_Exercise details_. I need each line of the entries below that includes the string "marble".

(Point localization data)
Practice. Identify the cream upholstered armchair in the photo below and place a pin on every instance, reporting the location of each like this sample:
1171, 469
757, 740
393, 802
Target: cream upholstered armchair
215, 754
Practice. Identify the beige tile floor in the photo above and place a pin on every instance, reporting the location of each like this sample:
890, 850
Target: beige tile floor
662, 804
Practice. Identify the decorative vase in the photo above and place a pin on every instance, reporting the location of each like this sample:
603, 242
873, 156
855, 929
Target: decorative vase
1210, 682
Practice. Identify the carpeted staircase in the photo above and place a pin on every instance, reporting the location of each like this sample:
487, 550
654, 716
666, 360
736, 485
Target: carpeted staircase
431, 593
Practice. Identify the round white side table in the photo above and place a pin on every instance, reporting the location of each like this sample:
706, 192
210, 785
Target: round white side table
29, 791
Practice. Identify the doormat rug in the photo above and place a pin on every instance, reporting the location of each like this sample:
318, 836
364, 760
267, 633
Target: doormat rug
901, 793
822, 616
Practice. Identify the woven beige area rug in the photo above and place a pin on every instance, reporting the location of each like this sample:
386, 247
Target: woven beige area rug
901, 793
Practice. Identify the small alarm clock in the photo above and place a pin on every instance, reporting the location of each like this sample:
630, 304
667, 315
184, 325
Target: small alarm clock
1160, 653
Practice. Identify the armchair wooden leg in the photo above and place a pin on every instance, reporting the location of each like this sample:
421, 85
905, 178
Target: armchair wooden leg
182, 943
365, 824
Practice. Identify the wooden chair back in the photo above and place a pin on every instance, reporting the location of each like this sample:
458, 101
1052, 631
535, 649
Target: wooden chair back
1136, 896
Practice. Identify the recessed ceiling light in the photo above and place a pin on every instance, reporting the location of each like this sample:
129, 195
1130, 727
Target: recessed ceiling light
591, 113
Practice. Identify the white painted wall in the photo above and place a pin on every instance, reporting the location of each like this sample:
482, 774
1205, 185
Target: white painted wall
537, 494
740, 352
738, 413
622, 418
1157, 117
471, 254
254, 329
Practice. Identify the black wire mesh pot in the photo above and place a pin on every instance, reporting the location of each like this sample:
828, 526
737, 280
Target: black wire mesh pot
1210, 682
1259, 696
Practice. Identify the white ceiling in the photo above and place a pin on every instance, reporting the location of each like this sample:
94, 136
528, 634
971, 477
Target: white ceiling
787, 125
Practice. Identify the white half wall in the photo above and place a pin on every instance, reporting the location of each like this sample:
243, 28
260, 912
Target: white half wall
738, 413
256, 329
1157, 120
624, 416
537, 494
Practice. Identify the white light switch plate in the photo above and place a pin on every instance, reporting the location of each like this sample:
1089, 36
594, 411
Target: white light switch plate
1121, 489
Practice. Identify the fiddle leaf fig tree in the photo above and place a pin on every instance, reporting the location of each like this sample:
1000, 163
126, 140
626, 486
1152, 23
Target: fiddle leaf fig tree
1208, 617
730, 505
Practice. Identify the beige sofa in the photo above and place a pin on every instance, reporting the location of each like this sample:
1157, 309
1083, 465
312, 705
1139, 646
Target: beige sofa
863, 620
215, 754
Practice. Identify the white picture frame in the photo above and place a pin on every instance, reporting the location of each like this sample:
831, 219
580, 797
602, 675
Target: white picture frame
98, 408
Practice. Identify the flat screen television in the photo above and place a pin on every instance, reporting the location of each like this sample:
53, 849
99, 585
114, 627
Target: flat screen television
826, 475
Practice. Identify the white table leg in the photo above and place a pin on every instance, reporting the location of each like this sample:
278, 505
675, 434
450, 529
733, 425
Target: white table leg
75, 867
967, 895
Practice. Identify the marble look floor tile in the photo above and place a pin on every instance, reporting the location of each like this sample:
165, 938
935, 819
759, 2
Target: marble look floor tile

_Task output_.
Practice. Identify the marble look floor tile in the photo above and place a pin on every instance, reporting the location of each like this sample:
Target: marble look floor tile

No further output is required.